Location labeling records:
-- BEGIN --
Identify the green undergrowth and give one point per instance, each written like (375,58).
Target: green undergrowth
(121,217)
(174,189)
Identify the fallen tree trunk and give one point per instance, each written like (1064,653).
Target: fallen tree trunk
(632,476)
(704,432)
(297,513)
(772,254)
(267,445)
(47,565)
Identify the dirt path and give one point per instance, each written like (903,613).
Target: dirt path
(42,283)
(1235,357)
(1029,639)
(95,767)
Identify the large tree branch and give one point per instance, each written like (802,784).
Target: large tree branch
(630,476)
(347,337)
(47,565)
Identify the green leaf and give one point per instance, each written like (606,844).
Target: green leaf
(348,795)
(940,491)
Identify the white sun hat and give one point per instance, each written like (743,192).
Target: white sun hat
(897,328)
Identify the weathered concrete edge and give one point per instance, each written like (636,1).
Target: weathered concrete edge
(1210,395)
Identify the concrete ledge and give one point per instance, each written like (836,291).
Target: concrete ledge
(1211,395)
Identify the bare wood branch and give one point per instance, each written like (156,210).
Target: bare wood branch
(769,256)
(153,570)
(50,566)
-- END --
» **PROBLEM STATEMENT**: Go through the records above and retype each one exactly.

» **COMPLETE RESPONSE**:
Identify the green undergrowth and give one point per instance, each written like (375,58).
Target: green undergrowth
(121,217)
(174,189)
Identify the fallen tree trunk and give one point per instance, each written like (1064,653).
Target: fallen tree trunk
(632,476)
(704,432)
(297,513)
(772,254)
(267,445)
(47,565)
Identify the dirt path and give one point per instance, each written like (903,613).
Target: dirt path
(42,283)
(1235,357)
(1029,639)
(95,767)
Identify the large tree branch and give one point per instance, each written like (802,784).
Target: large tree branch
(630,476)
(347,337)
(47,565)
Identify the green leaf and give one point per instance, each written like (606,844).
Target: green leaf
(348,795)
(940,491)
Identify the white sun hat and give one point per instance, each written like (743,192).
Target: white sun hat
(897,328)
Identify the weathered concrete edge and give one point per instance, each written like (636,1).
Target: weathered concrete edge
(1210,395)
Identify the concrete ledge and give one point per instance, each written like (836,291).
Target: concrete ledge
(1211,395)
Identify the bare wood branch and give one point per instance, each written like (156,210).
Target: bare wood branch
(769,256)
(153,570)
(50,566)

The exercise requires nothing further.